[Required actions]
**A.** In the broadcast about displaced people, swap "newly displaced" for "recently displaced" and give the passage that opens with "Clare Spurrell of" and closes with "compared to 2012.".
**B.** Write the next part of the broadcast about displaced people, starting after its final sentence.

[Given text]
::::::
Hello, again! I’m Jim Tedder in Washington. Today we examine the human side of war, not from a soldier’s point of view, but from that of civilians who are forced from their homes by conflict. Also, some important art objects are being returned to Cambodia from the United States. Then we’ll hear about a special movie event, a famous actor, and travel back in time to the “big band” era …on this edition of “As It Is.”
The number of people displaced within their own countries by armed conflict, other violence and rights violations almost reached 29 million in 2012. Many of the people who had to leave their homes were in Syria and the eastern Congo.
Clare Spurrell of the Internal Displacement Monitoring Center said that last year, a record number of people were forced to move within their own countries.
“This year we saw 28.8 million people who are now internally displaced as a consequence of conflict. This is an increase of two-point-four-million compared to the previous year. And much of this dramatic increase is due to the number of people who were newly displaced during the year. So here we saw six-point-five-million people newly displaced, which is an increase of almost 50-percent as compared to 2011, the previous year.”
Ms. Spurrell says there were differing reasons for people being newly displaced in 2011 compared to 2012.
“In 2012, it was very much of the Arab Spring uprising and the post-election violence in Cote d’Ivor. This last year we’ve seen the new displacement caused by the escalating violence in eastern DRC and of course the ongoing conflict in Syria, which caused really the majority of new displacement. “
She described Syria as, in her words, “the fastest evolving internal displacement crisis in the world.” She said the growing intensity of the crisis results partly from the clear lack of front lines of battle.
In the eastern Democratic Republic of Congo, there were one-million IDP’s in 2012. But there are many people in the area who have been displaced for some time. Overall, there are almost three-million internally displaced people there. They include some who have been displaced several times by a number of armed groups.
Africa below the Sahara Desert has 10-point-four million IDPs. That is almost one-third of the world total. Clare Spurrell blames the many armed conflicts in the area. Still, she says, the country with the most IDPs is not in the Middle East or Sub-Saharan Africa. Instead, she says it is really in South America. Colombia has between five and five and one half million internally displaced people due to high levels of crime-related violence and armed conflict.
She says Colombia, DRC and now, Syria, are all situations with long-lasting conflicts. And millions of people are trapped in this extended displacement that depends on aid … often for many years.
Hello. I’m Caty Weaver in Washington. The United Nations refugee agency reports that more than 1.3 million Syrian refugees have now fled to other countries. The agency expects three times this many people to leave by the end of 2013, if the violence in Syria does not end.
At least 8,000 people leave Syria every day because of the conflict in that country. They are going to Jordan, Lebanon, Turkey and Iraq. Panos Moumtzis is the Syria Regional Refugee Coordinator. He says the number of refugees has grown rapidly.
“This is a significant increase if you think that today one year ago, 12 months ago, the actual figure was 30,000. So in 12 months, we have gone from 30,000 Syrian refugees to 1.3 million. Three quarters of the refugees who have fled continue to be women and children.”
But the money to help has not kept up with the flow of people. The UN Refugee Agency says it has received only one third of the $1 billion it needs to care for Syrian refugees until June. Mr. Moumtzis says western nations have given the amount they promised. But the UN is waiting for money promised by Gulf states in the Middle East. He also says the UN aid organizations are still trying to provide more health and education services, food, water and shelter.
::::::
[Dataset extract]

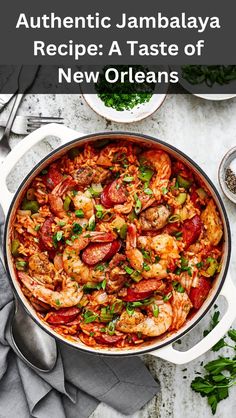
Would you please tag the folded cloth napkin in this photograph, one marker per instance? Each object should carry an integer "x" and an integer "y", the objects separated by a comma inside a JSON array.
::::::
[Results of the exercise]
**A.**
Clare Spurrell of the Internal Displacement Monitoring Center said that last year, a record number of people were forced to move within their own countries.
“This year we saw 28.8 million people who are now internally displaced as a consequence of conflict. This is an increase of two-point-four-million compared to the previous year. And much of this dramatic increase is due to the number of people who were recently displaced during the year. So here we saw six-point-five-million people recently displaced, which is an increase of almost 50-percent as compared to 2011, the previous year.”
Ms. Spurrell says there were differing reasons for people being recently displaced in 2011 compared to 2012.

**B.**
“While we have put in place relief services and relief operations on a 24/7 basis, we have relief workers going to work at night as well as the day because the refugees cross borders every day. We fear that we may not be able to continue the operations unless funding comes urgently. We are at a breaking point.”
Mr. Moumtzis says refugee camps are overcrowded and new camps must be built. I’m Caty Weaver.
New York’s Metropolitan Museum of Art has announced that it will return two 10th Century statues to Cambodia. The two stone sculptures are called “Kneeling Attendants.” They were donated to the museum in the 1980’s and 1990’s. Steve Ember has been following the story.
The museum’s director, Thomas Campbell, says officials recently found new information about the statues’ ownership. He says they did not have that information 20 years ago.
The decision for the return reportedly took place after months of private communication between the Metropolitan Museum of Art and Cambodian officials. Reports say the Cambodians showed proof that the statues had been removed from a temple complex about 314 kilometers from Phnom Penh.
Mr. Campbell said the museum promises to learn as much as possible about the ownership of its collection. I’m Steve Ember.
And I’m Jim Tedder in Washington. Thank you for spending some time with us on this Thursday, the 16th day of May. On this date in 1929, a very important tradition was begun in the United States at the Roosevelt Hotel in Hollywood, California. It was the first ever Academy Awards to honor the motion picture industry. A silent film named “Wings” was the first ever selected as “best picture.”
And while we are on the subject of movies, today is also the birthdate of American actor Henry Fonda. He was the star of such great films as “The Grapes of Wrath” and “Mr. Roberts.” The first, based upon the book by John Steinbeck, tells the story of a poor family’s struggle to survive during the American depression. After seeing “The Grapes of Wrath” you will probably need a laugh. So get your hands on a copy of “Mr. Roberts.” It stars a more mature Henry Fonda as a sailor during World War II.
And finally, today is the 100th birthdate of Woodrow Charles Herman, better known as “Woody.” Long before rock and roll came into being, Americans looked forward to dressing in their best clothes, going out to eat, and then listen to and dance to the music of the “big bands.” Woody Herman, who played the clarinet, and his band “The Herd” were popular entertainers for over 50 years. The song you are hearing is “Woodchopper’s Ball,” Woody Herman’s first hit.
That’s all for us today. We hope to see you tomorrow at this same time. If you would like to find out what else is going on in the world, listen for world news at the beginning of every hour on VOA.